- **Stated exercise**
Go to the line that contains "Indicate every instance of the green", then write out that line and all that follow to the end of the listing, exactly and without pictures.

- **Data provided**
++++++++++

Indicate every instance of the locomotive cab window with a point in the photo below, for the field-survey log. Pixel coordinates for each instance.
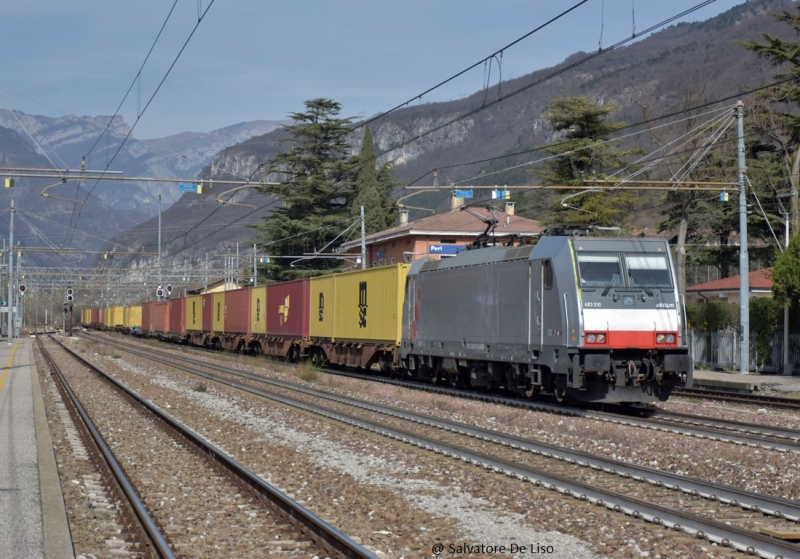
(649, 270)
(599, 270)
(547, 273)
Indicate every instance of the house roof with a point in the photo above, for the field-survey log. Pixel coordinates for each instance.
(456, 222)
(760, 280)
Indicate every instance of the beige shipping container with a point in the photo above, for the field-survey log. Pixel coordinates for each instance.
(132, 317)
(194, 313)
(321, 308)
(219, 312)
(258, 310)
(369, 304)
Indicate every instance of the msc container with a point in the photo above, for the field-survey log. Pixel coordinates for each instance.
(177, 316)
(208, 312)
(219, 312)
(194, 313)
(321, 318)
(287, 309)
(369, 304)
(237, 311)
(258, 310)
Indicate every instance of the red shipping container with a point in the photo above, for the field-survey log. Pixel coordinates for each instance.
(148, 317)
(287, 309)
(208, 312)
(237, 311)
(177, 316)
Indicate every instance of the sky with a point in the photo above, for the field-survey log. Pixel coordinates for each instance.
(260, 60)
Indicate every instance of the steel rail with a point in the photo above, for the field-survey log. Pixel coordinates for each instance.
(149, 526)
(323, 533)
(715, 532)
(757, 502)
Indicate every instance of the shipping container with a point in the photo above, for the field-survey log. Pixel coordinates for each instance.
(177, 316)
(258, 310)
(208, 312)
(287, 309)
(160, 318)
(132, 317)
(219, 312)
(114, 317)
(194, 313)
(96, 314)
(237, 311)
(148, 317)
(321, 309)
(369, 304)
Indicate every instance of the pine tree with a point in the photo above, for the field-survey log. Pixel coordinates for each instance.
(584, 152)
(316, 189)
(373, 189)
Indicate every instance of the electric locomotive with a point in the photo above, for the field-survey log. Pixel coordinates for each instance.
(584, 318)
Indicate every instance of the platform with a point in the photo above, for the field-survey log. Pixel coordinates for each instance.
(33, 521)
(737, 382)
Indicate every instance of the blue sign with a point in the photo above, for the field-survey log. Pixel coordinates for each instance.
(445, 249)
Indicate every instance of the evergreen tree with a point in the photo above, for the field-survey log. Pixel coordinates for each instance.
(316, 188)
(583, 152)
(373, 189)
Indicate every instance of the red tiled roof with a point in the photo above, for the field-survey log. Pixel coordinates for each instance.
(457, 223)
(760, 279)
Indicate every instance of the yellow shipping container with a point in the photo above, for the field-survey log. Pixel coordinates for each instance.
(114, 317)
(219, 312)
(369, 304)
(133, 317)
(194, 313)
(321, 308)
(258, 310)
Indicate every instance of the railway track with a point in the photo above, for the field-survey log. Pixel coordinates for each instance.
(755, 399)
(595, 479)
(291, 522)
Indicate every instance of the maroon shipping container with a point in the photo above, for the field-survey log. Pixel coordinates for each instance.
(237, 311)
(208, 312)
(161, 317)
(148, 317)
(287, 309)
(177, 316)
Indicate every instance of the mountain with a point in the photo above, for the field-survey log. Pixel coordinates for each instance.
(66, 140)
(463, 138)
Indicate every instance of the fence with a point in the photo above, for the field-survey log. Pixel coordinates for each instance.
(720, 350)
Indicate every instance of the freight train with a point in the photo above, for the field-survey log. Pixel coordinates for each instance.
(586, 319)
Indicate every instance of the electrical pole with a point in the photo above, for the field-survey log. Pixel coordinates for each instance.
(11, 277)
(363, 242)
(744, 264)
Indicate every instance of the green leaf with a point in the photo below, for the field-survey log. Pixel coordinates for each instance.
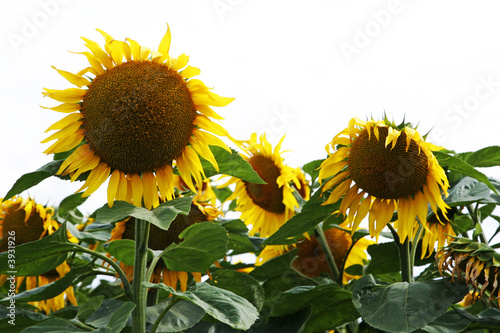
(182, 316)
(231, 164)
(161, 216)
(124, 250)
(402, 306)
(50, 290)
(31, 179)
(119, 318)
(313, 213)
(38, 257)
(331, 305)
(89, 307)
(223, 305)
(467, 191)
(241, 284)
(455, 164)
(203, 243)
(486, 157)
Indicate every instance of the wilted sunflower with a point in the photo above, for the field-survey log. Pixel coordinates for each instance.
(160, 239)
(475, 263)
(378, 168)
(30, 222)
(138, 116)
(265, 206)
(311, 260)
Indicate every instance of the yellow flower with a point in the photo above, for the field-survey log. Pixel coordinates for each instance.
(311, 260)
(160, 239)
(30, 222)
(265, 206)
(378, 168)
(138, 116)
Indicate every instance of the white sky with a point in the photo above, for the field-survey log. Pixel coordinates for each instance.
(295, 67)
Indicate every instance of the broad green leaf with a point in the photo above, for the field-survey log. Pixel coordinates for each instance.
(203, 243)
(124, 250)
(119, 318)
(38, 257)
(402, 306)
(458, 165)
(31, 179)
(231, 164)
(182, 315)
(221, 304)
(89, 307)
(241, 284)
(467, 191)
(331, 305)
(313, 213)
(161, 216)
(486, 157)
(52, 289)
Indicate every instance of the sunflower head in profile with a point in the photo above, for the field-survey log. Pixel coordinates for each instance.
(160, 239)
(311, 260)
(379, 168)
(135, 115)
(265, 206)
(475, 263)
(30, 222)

++++++++++

- **Task solution**
Indicate every instance of the green leaf with a point in the photo below, for the field-survey log. Pixel coordinates for each instance.
(182, 316)
(231, 164)
(161, 216)
(124, 250)
(402, 306)
(50, 290)
(31, 179)
(119, 318)
(313, 213)
(38, 257)
(331, 305)
(89, 307)
(223, 305)
(467, 191)
(241, 284)
(455, 164)
(203, 243)
(486, 157)
Indicate every instance of the wilted sunflower with a point in the photo above, for the field-survey log. Pixel coordinates for each instance.
(160, 239)
(475, 263)
(378, 168)
(30, 222)
(138, 116)
(265, 206)
(311, 260)
Indicate every instance of the yellow flower with a point in the photo above, for the field-survey log. Pixel coordinates for each instance.
(311, 260)
(160, 239)
(30, 222)
(265, 206)
(378, 168)
(138, 116)
Indicate every instance of the white sky with a point in the photo above, for the field-survey log. Pixel coordinates for each instance.
(295, 67)
Indicate every instance of the broad green leaf with a point in the photo above, for the field-survey log. Pixel coordinates for each instance.
(203, 243)
(124, 250)
(119, 318)
(38, 257)
(402, 306)
(458, 165)
(31, 179)
(231, 164)
(182, 315)
(221, 304)
(89, 307)
(241, 284)
(467, 191)
(331, 305)
(313, 213)
(161, 216)
(486, 157)
(52, 289)
Indicate every instance of the sunflower head in profile with a point in the photo above, for the field-survey log. Pixel coordinates for each instance.
(160, 239)
(311, 260)
(379, 168)
(135, 115)
(265, 206)
(475, 263)
(30, 222)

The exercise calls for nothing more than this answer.